● What you are asked to do
Count the lines of the material below that contain the string "table", treating uppercase and lowercase as different, and reply with the number only.

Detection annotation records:
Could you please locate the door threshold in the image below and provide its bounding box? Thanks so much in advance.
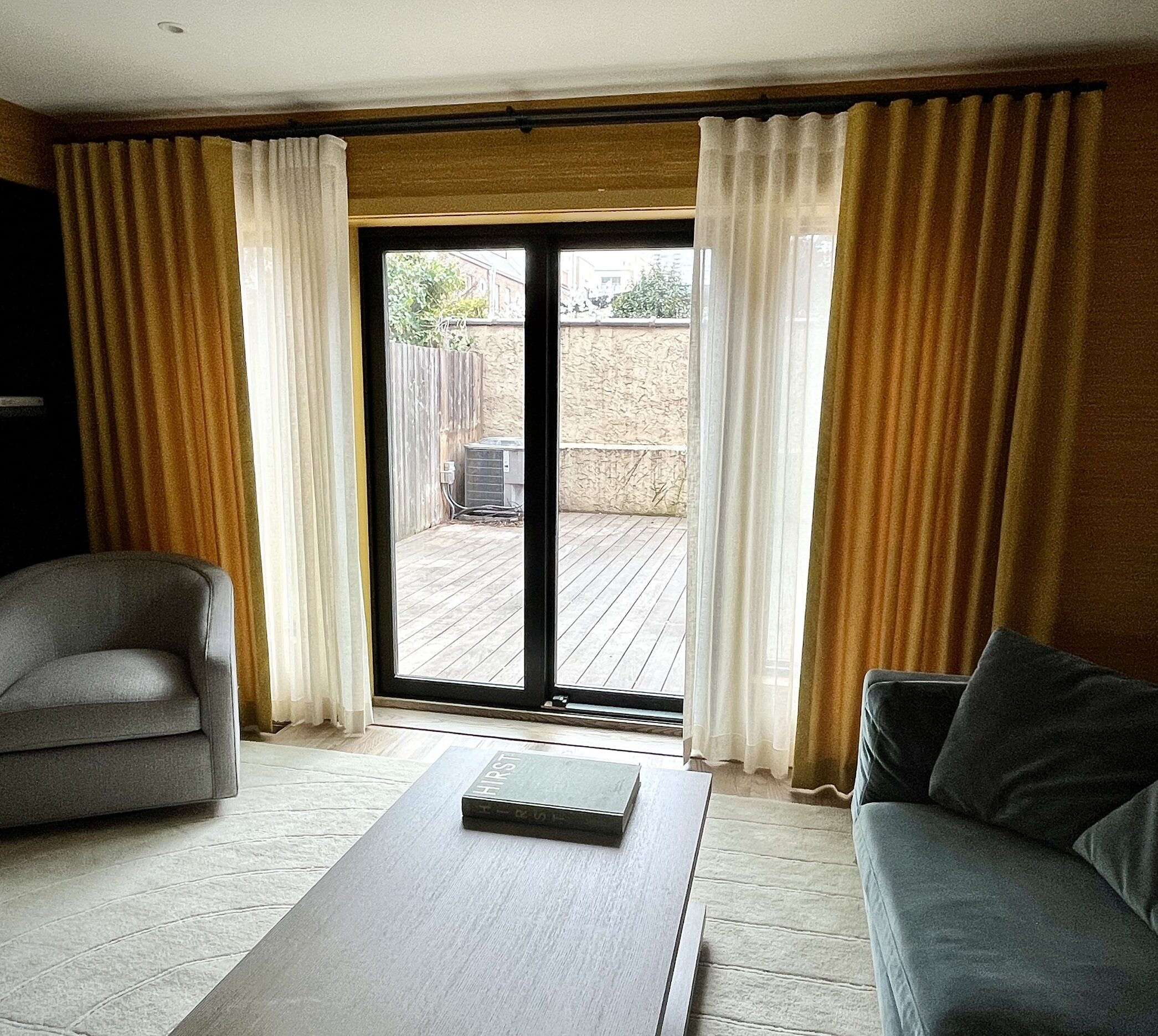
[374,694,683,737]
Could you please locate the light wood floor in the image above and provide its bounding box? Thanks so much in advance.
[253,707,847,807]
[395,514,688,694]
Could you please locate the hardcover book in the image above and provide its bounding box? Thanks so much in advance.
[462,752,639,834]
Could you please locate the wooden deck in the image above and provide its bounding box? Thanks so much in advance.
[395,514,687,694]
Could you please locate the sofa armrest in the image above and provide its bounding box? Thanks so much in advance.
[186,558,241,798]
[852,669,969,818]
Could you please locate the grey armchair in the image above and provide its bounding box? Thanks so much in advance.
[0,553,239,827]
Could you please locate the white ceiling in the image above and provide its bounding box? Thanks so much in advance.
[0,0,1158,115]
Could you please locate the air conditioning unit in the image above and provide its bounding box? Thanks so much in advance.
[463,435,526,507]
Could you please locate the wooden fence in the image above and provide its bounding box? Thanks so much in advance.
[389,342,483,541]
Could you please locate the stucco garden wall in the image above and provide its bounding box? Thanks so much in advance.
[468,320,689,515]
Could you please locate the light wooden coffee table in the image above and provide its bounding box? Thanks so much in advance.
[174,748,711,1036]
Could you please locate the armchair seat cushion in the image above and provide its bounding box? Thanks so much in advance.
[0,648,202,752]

...

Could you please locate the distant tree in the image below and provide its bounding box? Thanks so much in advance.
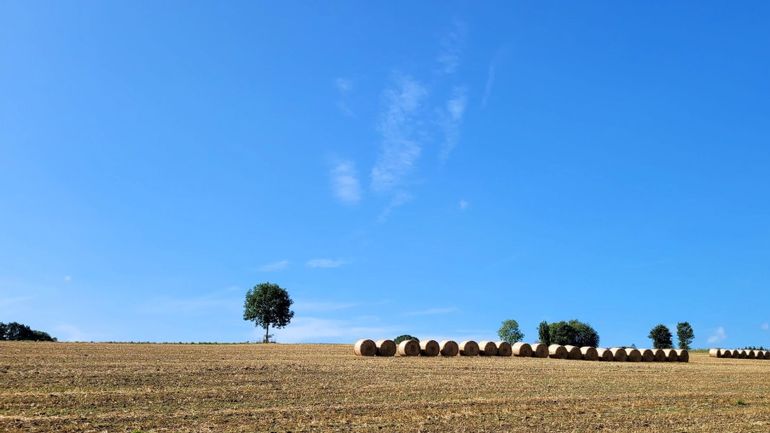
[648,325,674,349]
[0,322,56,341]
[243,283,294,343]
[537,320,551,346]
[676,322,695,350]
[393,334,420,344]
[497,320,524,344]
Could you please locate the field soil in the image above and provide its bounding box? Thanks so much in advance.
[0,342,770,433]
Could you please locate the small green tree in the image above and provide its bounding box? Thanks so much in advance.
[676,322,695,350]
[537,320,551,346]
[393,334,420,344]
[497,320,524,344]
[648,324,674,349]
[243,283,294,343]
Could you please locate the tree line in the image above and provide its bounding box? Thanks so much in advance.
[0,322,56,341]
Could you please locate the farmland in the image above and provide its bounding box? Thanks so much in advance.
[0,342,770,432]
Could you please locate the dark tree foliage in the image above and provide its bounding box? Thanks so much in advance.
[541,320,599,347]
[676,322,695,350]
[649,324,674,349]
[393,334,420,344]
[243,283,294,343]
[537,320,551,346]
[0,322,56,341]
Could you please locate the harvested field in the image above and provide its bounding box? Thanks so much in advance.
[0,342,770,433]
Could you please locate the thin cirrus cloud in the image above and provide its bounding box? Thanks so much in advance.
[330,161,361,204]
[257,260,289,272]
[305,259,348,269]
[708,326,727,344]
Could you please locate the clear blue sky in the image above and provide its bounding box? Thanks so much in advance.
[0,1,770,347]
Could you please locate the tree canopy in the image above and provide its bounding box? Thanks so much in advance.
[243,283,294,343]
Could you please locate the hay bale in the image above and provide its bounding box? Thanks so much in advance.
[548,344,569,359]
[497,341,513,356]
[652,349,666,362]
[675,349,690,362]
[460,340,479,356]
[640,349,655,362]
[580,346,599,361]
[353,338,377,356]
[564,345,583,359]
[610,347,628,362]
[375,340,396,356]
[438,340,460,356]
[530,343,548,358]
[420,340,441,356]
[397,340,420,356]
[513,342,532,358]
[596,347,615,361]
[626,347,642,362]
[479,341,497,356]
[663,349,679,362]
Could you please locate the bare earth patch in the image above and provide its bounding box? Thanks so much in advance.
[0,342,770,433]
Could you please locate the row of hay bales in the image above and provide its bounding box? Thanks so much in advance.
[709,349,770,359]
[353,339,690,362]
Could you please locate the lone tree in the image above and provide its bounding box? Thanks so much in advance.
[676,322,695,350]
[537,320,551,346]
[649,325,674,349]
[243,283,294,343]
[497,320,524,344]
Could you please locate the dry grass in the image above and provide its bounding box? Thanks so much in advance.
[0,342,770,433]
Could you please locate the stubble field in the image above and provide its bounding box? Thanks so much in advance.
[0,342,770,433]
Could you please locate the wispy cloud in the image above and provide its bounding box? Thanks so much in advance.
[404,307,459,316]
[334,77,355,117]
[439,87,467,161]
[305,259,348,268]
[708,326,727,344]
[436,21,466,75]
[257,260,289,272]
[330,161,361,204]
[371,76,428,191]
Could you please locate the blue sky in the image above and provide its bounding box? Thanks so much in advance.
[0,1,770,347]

* * *

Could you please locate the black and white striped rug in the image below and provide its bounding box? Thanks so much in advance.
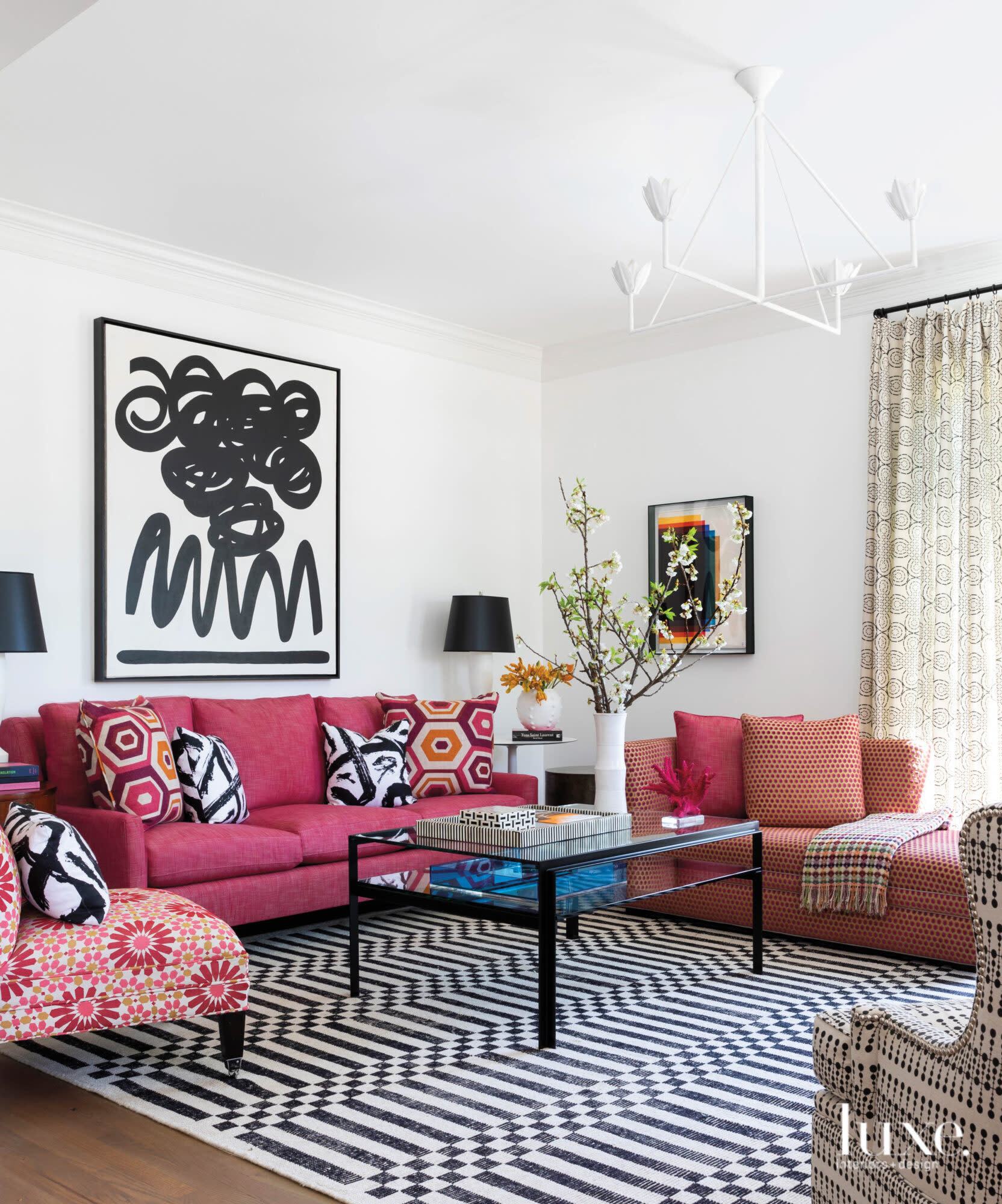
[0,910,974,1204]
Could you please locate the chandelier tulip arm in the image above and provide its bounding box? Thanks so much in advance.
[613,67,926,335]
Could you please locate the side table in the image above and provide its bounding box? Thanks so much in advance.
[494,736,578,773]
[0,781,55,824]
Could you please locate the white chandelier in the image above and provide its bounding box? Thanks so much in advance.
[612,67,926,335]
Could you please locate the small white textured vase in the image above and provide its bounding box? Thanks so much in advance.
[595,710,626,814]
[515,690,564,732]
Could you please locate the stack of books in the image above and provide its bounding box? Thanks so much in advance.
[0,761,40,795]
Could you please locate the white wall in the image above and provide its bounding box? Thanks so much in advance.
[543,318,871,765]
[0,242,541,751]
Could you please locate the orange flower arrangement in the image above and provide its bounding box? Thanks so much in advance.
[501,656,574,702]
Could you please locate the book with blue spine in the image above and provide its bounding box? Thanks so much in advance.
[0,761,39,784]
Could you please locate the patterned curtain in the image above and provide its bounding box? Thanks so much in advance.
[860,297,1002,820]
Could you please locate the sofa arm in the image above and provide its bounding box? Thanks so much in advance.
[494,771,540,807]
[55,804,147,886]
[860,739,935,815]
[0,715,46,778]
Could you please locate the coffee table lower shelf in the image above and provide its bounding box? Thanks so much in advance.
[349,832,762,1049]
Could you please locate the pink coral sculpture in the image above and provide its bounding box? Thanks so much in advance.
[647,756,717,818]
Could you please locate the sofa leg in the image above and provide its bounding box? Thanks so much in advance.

● Complete output
3